▶ Given instruction a
Update the records from the line containing "For every instance of the grass" through the end of the records, replacing "ranging rod" with "survey pole" and leaving everything else unchanged. Return only those lines.

▶ Quoted passage
------------

You are viewing a plain text version of this content. The canonical link for it is here.
Posted to user@hive.apache.org by Narendra <un...@gmail.com> on 2010/12/28 08:09:13 UTC

Question of Hive Partitioning

Hi,

Hive wiki says "Hive currently does input pruning only if the partition
predicates are specified in the WHERE clause closest to the table_reference
in the FROM clause..." what does this mean?

I have a query in which I am joining 4 tables two of which need to be pruned
by partition. The partition predicates are specified in the WHERE clause.
However, I see that only one of the table gets pruned by the partition
whereas the other one goes for a full table scan.

Have a great holiday season!
Narendra

Re: Question of Hive Partitioning

Posted by Narendra <un...@gmail.com>.
I guess it's the left outer that's making it do a full table scan...but
why???

On Tue, Dec 28, 2010 at 2:34 PM, Narendra <un...@gmail.com> wrote:

> Thanks for the response.
>
> The query is something like this -
>
> select
> a.a_val1,
> count(a.a_val2),
> sum(b.b_val),
> c.c_val,
> d.d_val
> from
> table1 a
> left outer join table2 b on (a.someval = b.someval),
> left outer join table3 c on (a.someval2 = c.someval2),
> left outer join table4 d on (a.someval3 = d.someval3)
> where
> a.dt > '2010-12-28 00:00:00' -- table1 partition
> and b.dt > '2010-12-28 00:00:00' -- table2 partition
> group by a_val1, c_val, d_val
>
> Thanks,
> Narendra
>
>   On Tue, Dec 28, 2010 at 1:06 PM, yongqiang he <he...@gmail.com>wrote:
>
>> Can you post your query? Is there " or " connecting the partitions'
>> predicate with others?
>>
>> Thanks
>> Yongqiang
>>  On Mon, Dec 27, 2010 at 11:09 PM, Narendra <un...@gmail.com> wrote:
>> > Hi,
>> >
>> > Hive wiki says "Hive currently does input pruning only if the partition
>> > predicates are specified in the WHERE clause closest to the
>> table_reference
>> > in the FROM clause..." what does this mean?
>> >
>> > I have a query in which I am joining 4 tables two of which need to be
>> pruned
>> > by partition. The partition predicates are specified in the WHERE
>> clause.
>> > However, I see that only one of the table gets pruned by the partition
>> > whereas the other one goes for a full table scan.
>> >
>> > Have a great holiday season!
>> > Narendra
>>
>
>

Re: Question of Hive Partitioning

Posted by Narendra <un...@gmail.com>.
Thanks for the response.

------------

▶ Working data
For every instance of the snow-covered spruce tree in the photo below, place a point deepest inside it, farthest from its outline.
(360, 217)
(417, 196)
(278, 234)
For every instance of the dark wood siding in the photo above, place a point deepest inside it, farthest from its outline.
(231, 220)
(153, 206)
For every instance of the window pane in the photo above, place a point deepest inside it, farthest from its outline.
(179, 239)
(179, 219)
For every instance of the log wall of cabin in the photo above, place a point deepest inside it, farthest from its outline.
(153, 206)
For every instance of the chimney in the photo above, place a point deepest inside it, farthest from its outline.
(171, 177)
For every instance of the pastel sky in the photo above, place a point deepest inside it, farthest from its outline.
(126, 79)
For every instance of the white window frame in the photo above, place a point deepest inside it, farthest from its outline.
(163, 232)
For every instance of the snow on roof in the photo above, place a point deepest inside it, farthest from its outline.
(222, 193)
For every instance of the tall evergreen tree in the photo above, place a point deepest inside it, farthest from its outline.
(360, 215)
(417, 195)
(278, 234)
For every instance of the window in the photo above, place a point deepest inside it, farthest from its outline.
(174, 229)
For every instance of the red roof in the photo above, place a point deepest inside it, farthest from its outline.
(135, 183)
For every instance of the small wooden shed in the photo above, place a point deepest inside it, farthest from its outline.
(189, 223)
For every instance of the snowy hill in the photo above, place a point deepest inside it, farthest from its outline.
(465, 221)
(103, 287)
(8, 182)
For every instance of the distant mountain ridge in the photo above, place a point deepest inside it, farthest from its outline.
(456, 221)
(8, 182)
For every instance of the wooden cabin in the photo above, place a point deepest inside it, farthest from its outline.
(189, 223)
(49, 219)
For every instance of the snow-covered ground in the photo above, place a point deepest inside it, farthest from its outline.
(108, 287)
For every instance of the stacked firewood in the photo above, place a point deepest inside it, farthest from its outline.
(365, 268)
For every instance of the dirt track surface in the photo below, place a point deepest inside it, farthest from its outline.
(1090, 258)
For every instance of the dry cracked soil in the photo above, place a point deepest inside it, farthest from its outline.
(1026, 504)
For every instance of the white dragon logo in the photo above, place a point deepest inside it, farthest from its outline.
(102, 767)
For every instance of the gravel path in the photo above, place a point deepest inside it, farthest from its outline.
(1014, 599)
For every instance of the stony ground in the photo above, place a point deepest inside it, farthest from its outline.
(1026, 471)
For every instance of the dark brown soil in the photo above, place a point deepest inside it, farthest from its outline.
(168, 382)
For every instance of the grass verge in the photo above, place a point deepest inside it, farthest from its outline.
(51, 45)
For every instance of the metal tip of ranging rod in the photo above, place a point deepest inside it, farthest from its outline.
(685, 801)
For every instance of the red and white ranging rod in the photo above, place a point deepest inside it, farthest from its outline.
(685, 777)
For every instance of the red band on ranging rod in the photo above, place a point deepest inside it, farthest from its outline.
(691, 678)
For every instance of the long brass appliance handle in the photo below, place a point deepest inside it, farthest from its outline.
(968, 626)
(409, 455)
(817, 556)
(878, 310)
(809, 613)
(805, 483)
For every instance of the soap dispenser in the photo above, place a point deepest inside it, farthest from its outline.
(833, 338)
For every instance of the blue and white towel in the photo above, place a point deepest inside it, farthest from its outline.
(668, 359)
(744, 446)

------------

▶ Given instruction b
In the Hive partitioning thread, what does Narendra guess is causing one table to undergo a full table scan?

▶ Result a
For every instance of the grass verge in the photo above, place a point deepest inside it, farthest from its outline.
(51, 45)
For every instance of the metal tip of survey pole in the photo above, place a point deepest inside it, farthest from its outline.
(685, 801)
For every instance of the red and white survey pole in the photo above, place a point deepest inside it, farthest from its outline.
(685, 777)
For every instance of the red band on survey pole in the photo above, place a point deepest inside it, farthest from its outline.
(691, 678)
For every instance of the long brass appliance handle in the photo below, place a point deepest inside it, farthest from its outline.
(968, 626)
(409, 455)
(817, 556)
(878, 310)
(809, 613)
(805, 483)
For every instance of the soap dispenser in the photo above, place a point deepest inside it, farthest from its outline.
(833, 338)
For every instance of the blue and white towel in the photo above, place a point deepest inside it, farthest from its outline.
(668, 359)
(744, 446)

▶ Result b
The left outer join.